Partes del ejercicio:
1 – Enumere todas las abreviaturas de sistemas de datación que figuran en el debate sobre la denominación de las eras.
2 – Prosiga el debate sobre la denominación de las eras a partir de su última intervención.

Texto de la página:
Nunca he leído un libro en español en el que se usen "Antes de la Era Común" o "Era Común".
Si el año 2006 tiene sentido para los países de tradición cristiana, puesto que en los musulmanes cuentan a partir del año 622, los judíos a partir de otro año, los chinos a partir de otro, etc. etc. ¿Para quién es común esa supuesta "Era Común"? Para los países de tradición cristiana solamente, para el resto no es Común (puesto que tienen la suya propia). Gran avance el que se ha conseguido con cambiarle el nombre en inglés.


----------



## Kimberly1603

I think that the whole B.C.E and C.E. is  just science's world best effort at not involving religion in science, but at the same time making the new "politically correct" system a very easy transfer - the dates are the same, just don't include Christ in the abbreviations. Sure, this still uses the birth of Christ as a reference point, but B.C and A.D have been used for so long that a whole new reference point (first fossil, etc.) would get very confusing. It's kind of a compromise, and I sure can't come up with anything better - sorry to diverge from Spanish


----------



## Soy Yo

It's not really scientific; it's an example of "political correctness."

Ítems facilitados:
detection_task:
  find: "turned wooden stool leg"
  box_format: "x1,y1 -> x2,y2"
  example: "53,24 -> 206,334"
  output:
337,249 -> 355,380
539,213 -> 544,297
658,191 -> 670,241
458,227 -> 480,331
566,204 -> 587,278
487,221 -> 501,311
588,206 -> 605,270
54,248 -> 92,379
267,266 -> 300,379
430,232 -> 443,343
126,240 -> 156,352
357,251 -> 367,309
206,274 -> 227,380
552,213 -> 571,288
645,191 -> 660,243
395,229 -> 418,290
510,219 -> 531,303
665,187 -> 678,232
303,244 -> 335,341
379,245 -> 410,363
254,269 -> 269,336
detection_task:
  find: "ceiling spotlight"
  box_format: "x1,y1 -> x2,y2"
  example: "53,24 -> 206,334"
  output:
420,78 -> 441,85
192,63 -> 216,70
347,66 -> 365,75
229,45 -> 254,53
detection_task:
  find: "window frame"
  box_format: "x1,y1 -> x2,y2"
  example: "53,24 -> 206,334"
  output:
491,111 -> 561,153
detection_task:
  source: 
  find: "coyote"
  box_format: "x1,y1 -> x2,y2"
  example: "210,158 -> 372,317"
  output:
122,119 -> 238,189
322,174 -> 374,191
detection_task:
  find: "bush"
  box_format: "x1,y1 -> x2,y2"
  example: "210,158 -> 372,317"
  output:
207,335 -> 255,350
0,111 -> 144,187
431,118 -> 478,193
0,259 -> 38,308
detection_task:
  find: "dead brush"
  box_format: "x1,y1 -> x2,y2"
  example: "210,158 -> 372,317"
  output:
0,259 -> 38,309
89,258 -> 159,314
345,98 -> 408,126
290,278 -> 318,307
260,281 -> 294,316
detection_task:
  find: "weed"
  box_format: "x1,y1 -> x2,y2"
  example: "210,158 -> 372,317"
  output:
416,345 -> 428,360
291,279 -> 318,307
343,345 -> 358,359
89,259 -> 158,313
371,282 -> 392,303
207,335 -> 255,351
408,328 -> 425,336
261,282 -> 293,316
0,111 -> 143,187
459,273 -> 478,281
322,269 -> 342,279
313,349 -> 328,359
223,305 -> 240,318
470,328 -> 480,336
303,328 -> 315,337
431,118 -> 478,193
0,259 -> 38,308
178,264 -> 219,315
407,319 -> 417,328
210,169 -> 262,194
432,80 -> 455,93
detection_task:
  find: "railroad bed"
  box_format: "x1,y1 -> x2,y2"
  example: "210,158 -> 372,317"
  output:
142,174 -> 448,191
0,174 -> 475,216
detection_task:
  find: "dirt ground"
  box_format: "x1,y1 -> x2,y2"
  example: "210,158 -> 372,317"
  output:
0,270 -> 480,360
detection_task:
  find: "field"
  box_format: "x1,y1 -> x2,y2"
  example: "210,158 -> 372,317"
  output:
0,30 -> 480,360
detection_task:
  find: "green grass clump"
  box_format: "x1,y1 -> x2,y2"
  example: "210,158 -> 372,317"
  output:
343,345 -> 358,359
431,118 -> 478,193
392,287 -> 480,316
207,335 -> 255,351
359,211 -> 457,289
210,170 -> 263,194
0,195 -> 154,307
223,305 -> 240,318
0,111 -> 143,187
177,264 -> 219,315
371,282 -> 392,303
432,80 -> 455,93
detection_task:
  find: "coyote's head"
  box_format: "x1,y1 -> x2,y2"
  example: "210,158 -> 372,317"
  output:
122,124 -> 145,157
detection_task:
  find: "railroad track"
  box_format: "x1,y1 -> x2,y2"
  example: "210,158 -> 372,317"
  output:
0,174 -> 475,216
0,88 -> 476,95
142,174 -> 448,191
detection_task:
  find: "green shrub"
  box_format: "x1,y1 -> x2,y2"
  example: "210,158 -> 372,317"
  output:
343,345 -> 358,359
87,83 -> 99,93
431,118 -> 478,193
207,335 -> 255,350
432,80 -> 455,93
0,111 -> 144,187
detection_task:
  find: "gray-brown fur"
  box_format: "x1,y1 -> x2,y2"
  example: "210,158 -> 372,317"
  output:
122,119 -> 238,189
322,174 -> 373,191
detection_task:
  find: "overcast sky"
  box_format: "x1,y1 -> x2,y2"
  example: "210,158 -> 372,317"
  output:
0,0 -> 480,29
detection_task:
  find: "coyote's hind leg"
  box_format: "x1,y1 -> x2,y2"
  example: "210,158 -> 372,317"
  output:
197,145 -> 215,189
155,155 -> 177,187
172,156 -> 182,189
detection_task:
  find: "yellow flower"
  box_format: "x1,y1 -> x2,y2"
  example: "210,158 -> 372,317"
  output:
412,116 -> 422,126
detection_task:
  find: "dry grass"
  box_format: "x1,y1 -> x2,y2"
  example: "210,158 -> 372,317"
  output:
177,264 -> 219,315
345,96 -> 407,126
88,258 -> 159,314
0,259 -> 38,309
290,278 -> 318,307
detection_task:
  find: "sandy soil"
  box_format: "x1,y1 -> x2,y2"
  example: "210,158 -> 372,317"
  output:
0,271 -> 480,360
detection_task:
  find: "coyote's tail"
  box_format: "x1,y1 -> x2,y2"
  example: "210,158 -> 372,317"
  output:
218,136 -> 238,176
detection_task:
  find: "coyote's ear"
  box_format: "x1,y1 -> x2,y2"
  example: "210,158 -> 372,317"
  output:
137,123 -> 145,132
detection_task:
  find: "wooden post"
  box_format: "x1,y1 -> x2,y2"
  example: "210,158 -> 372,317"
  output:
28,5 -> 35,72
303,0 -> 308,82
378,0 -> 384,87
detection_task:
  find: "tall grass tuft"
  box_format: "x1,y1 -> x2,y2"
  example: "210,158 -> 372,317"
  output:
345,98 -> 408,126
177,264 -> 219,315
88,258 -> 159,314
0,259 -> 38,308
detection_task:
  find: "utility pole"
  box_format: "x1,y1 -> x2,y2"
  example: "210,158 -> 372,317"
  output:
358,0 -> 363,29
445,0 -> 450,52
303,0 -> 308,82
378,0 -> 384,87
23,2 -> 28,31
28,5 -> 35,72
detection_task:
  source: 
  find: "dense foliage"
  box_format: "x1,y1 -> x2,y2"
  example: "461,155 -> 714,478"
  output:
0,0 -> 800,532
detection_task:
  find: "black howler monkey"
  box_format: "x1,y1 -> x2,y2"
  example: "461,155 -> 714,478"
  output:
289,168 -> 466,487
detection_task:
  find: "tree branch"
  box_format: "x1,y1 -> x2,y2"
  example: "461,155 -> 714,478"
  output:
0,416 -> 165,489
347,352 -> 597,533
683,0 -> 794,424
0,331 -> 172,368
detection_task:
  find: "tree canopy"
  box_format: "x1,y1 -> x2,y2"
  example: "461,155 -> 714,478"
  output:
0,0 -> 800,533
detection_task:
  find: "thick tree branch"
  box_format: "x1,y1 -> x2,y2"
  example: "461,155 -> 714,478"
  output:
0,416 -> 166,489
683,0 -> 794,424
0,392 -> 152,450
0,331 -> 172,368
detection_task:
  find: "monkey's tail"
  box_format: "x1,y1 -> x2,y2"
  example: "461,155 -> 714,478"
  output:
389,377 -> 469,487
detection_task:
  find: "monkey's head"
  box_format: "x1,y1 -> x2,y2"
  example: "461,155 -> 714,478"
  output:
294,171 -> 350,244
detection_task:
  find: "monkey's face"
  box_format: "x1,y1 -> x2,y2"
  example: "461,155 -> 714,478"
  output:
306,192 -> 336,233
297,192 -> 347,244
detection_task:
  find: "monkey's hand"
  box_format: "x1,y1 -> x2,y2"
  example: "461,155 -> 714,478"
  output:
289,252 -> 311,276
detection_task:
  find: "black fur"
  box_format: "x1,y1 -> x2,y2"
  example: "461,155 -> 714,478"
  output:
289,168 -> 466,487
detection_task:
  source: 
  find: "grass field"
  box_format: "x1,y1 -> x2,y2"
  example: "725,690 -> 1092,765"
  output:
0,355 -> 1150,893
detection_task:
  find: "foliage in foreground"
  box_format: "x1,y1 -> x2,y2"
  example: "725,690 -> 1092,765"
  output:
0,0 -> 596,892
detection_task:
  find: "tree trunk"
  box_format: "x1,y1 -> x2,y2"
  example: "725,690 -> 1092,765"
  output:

Respuestas:
1 – B.C.E, C.E., B.C, A.D

2 –
----------



## LadyBlakeney

danielfranco said:
			
		

> I guess its a big deal, this "politically correct" stuff... B.C.E. and C.E. used just so that the rest of the world who do not have the judeo-christian conviction can understand which year is being discussed... I'd never stopped for a minute to consider that I've haven't heard anyone say it in Spanish: "Antes de la Era Común", "Era Común". Surely it's done, I just haven't witnessed it.
> Sorry for the limp digression.
> Dan F



It isn't done at all, Daniel. My house is swarming with History books and magazines in Spanish, and I've only read/heard "A.C" (=antes de Cristo), "D.C." (=después de Cristo) and "de nuestra era" (= de la era cristiana).

I've noticed that many Spanish expressions, which were originally related to religion, are now used by everyone without a real religious intent. Many non-practicents or atheists use "¡Madre mía!" as an interjection but they don't mean to invocate the Virgin. That's how it goes over here, at least.

Saludos.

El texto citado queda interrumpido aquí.